# INPUT FOR THIS TASK
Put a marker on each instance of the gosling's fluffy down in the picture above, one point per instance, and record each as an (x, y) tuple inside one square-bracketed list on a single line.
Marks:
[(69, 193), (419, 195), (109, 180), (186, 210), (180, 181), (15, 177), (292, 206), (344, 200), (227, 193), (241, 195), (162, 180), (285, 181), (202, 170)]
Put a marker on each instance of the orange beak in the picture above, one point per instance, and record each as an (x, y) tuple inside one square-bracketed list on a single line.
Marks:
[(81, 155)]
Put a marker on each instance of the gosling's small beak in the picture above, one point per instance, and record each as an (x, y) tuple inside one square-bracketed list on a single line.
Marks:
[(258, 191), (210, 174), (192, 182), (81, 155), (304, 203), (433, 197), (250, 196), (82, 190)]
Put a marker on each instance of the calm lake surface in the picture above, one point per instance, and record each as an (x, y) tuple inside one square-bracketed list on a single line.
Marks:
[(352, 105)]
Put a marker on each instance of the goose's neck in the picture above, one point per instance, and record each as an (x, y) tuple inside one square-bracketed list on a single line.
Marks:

# TASK
All of the material above needs to be retyped word for word.

# RESULT OF THIS EXERCISE
Put a marker on each instance of the gosling's fluffy down in the picture above, one point per instance, and record each as an (x, y) tuple inside one square-bracketed list on a single line.
Marks:
[(69, 193), (419, 195), (109, 180), (186, 210), (180, 181), (15, 177), (292, 206), (344, 200), (227, 193), (241, 195), (162, 180), (285, 181), (202, 170)]
Put a marker on each instance of the orange beak in the picture above, one point per instance, and record each as an (x, y) tuple inside one square-bracketed list on a single line.
Marks:
[(81, 155)]
Put a marker on each instance of the gosling's small beak in the picture above, one point per instance, and record each as an (x, y) tuple inside one square-bracketed list on a single line.
Marks:
[(258, 191), (210, 174), (192, 182), (81, 155), (304, 203), (433, 197), (250, 196), (82, 190)]
Put a marker on each instance of the calm lake surface in the picture above, one point per instance, and record each as an (x, y) tuple inside one square-bracketed list on a single line.
Marks:
[(352, 105)]
Put a marker on each instance of the goose's neck in the picture above, one point per instance, and record each as an (x, y) tuple inside one square-bracketed list on a single line.
Marks:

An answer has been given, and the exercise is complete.